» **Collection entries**
•••

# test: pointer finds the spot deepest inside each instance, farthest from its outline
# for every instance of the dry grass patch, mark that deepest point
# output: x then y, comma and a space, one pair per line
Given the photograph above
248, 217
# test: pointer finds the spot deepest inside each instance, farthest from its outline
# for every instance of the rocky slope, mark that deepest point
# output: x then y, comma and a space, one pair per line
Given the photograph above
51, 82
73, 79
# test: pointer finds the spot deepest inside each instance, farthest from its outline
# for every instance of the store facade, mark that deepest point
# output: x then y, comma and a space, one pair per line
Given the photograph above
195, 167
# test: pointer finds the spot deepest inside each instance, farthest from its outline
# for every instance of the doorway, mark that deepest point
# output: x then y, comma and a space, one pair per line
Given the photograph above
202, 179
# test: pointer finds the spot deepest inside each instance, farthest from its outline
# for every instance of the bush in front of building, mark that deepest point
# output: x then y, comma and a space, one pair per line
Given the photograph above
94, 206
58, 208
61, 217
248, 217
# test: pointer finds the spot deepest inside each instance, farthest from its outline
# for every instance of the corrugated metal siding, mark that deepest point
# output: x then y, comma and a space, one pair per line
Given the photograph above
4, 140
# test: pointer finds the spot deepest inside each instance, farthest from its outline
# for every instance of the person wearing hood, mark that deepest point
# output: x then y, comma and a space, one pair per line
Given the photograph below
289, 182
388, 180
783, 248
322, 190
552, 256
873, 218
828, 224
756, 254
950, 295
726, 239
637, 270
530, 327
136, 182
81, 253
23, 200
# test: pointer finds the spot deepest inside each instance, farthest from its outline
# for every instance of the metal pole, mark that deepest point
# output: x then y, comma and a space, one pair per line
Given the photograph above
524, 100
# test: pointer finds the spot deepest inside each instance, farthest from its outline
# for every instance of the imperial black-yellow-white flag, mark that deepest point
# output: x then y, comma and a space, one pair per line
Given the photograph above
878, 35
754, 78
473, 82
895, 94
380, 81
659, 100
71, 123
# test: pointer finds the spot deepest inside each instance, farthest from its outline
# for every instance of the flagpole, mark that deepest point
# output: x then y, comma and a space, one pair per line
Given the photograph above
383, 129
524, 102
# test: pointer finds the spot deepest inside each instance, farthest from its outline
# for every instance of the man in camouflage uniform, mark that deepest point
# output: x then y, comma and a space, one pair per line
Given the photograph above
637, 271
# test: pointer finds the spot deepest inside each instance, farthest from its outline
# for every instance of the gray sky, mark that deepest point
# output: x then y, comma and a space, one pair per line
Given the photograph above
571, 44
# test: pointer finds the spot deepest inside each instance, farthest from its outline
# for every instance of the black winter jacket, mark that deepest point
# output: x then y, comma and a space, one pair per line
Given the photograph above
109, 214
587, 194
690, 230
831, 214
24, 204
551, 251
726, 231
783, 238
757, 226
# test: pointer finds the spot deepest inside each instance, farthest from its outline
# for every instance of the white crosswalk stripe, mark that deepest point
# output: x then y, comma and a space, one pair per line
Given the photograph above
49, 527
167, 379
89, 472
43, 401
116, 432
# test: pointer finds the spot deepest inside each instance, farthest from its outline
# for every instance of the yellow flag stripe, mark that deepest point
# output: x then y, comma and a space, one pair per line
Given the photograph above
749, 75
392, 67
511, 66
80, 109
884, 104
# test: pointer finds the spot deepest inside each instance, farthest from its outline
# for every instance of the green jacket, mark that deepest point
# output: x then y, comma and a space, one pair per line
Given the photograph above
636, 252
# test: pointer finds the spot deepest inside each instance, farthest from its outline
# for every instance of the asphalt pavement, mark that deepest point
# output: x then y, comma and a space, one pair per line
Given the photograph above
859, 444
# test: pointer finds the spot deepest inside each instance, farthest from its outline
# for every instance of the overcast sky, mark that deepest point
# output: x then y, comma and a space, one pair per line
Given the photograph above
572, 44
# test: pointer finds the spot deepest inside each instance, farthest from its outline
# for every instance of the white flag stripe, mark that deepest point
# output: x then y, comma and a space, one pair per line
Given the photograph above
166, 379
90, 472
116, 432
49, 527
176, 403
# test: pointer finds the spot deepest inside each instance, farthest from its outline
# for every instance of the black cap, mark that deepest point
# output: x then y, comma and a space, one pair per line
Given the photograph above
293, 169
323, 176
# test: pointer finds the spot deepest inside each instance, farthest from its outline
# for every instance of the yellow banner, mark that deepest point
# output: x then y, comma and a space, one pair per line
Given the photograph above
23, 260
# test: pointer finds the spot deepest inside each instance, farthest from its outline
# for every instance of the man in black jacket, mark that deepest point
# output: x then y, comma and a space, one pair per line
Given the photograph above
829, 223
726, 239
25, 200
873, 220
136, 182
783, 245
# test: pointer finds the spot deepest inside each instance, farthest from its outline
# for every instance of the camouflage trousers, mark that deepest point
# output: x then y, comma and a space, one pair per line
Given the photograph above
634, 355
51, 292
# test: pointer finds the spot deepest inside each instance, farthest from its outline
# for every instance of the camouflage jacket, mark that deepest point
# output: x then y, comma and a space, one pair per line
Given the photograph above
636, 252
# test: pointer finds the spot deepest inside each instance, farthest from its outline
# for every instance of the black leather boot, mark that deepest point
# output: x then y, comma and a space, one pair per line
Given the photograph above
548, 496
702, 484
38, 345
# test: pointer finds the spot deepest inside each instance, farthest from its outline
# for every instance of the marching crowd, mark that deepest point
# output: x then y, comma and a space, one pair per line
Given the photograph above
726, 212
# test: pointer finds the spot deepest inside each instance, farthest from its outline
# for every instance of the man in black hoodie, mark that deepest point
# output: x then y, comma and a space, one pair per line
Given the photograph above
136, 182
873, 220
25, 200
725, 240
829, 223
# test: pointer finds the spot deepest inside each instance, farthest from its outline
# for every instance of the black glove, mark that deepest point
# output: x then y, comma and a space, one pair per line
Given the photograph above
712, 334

•••

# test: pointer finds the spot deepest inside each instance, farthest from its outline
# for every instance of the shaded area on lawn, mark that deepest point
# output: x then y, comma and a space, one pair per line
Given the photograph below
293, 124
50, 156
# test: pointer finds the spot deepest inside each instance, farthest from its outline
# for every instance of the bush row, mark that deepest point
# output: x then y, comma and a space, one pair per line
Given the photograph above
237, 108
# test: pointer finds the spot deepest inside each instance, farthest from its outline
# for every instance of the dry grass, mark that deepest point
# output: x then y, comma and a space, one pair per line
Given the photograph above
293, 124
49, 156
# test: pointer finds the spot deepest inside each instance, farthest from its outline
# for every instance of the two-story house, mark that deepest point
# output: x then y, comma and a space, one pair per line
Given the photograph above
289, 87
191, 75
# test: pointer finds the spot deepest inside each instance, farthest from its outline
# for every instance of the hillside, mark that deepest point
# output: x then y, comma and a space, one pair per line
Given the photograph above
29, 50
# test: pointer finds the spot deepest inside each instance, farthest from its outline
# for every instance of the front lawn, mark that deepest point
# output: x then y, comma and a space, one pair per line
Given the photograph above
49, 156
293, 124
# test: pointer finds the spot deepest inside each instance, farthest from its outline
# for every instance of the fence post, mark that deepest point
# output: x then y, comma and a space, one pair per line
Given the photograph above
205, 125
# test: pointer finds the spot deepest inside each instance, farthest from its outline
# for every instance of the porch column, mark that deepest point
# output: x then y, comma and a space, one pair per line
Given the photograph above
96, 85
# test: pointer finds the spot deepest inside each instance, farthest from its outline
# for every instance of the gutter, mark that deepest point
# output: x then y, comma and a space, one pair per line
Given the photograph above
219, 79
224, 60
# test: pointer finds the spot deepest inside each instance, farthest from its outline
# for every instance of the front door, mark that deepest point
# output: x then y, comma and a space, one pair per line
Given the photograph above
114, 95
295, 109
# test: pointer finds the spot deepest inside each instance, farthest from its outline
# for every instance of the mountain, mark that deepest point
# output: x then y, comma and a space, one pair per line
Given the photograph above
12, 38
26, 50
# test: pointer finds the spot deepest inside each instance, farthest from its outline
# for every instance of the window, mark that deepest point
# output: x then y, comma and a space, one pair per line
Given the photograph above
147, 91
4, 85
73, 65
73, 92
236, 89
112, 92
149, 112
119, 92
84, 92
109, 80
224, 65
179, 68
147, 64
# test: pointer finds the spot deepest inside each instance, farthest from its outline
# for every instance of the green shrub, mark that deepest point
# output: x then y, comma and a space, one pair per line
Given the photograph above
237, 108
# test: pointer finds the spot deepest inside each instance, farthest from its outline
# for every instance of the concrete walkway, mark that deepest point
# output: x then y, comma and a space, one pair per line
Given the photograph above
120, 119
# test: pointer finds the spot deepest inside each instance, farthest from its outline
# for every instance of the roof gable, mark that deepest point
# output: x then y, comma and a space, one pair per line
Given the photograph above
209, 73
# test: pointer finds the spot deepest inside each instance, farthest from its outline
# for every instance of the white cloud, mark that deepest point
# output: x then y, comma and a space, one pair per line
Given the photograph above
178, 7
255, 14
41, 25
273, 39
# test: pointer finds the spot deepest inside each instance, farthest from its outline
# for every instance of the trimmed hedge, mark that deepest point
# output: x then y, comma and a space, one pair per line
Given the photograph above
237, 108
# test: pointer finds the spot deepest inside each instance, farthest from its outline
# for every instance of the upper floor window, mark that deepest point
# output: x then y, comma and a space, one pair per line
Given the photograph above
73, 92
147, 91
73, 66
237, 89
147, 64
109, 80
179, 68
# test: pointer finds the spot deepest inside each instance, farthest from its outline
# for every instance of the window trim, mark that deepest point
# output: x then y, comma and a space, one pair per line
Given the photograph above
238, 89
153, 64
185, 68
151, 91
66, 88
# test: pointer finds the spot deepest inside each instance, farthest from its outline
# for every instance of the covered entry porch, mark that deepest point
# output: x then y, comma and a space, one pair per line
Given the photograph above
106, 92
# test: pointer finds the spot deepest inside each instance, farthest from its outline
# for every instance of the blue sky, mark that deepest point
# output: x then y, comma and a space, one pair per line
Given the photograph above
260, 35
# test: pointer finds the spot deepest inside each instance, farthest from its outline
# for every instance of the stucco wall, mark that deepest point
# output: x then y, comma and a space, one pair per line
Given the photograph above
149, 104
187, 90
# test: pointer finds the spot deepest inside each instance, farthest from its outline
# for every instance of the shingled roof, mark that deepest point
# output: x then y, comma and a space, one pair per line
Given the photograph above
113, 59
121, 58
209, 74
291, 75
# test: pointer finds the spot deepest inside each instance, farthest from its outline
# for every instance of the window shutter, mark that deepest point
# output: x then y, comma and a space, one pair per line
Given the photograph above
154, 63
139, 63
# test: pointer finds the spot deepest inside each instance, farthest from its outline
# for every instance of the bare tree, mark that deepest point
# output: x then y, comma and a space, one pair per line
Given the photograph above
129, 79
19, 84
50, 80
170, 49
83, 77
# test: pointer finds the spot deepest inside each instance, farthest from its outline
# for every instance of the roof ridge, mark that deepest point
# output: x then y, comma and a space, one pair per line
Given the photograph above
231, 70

•••

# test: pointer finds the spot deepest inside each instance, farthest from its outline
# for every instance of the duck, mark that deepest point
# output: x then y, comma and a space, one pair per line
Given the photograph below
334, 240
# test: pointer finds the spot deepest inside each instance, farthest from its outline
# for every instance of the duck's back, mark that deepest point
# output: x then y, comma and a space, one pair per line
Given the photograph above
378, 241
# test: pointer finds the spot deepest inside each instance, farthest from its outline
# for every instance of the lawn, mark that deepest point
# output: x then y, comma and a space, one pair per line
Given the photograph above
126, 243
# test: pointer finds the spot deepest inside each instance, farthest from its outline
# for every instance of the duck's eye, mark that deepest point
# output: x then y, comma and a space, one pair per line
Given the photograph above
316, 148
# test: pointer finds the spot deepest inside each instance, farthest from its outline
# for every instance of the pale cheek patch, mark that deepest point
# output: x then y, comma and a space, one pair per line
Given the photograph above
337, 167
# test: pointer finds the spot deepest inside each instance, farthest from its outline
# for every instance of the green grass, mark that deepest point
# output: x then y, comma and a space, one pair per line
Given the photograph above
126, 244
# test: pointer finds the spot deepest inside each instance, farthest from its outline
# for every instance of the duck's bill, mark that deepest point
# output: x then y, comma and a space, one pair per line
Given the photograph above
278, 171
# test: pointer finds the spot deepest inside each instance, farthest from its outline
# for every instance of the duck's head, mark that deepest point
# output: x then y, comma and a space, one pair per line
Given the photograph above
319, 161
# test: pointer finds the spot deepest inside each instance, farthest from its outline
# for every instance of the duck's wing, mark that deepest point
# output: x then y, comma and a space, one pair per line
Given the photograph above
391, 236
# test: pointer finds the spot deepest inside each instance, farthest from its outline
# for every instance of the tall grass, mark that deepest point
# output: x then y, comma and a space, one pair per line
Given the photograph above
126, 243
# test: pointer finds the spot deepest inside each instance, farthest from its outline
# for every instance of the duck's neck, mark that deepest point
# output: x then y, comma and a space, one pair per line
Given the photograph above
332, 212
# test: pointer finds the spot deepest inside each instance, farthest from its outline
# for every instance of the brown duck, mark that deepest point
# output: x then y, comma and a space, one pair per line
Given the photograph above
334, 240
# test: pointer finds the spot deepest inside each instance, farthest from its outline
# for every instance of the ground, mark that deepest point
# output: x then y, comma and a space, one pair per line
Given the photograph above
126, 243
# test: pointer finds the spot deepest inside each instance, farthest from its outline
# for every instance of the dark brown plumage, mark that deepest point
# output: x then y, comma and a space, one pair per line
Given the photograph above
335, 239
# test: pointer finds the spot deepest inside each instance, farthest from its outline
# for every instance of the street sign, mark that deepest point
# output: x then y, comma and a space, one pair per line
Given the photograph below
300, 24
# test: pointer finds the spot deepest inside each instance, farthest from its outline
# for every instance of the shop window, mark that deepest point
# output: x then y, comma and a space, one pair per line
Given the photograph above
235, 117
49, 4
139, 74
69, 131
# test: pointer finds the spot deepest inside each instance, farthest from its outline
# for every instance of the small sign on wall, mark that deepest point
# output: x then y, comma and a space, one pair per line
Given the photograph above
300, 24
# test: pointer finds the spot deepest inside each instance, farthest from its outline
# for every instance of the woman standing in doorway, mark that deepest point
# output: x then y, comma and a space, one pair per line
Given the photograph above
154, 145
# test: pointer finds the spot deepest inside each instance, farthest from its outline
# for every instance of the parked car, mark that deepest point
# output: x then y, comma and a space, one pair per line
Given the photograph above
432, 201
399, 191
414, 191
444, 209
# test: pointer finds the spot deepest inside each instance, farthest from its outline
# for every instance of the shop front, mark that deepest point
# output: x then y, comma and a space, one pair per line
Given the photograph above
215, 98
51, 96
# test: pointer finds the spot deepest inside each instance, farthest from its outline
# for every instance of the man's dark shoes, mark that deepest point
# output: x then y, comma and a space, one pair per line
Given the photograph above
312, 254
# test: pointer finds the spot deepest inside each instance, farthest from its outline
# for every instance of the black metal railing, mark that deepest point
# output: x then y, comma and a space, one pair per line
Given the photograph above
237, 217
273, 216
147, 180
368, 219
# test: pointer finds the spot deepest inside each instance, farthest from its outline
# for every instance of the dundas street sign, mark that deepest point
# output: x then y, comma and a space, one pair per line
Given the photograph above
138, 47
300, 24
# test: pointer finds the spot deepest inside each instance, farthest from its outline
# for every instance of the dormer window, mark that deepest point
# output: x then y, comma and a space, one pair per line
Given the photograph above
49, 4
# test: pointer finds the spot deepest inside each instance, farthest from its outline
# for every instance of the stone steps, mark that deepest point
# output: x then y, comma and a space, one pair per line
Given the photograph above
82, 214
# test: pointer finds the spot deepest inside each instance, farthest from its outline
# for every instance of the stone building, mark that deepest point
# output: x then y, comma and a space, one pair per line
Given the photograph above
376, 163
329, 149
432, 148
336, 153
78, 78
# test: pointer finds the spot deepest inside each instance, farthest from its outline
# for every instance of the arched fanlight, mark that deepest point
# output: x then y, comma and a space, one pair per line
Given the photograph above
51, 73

•••

» **PROBLEM DESCRIPTION**
Tally the lines of the entries above that hold the word "white"; the number is the whole answer.

» **EXERCISE ANSWER**
4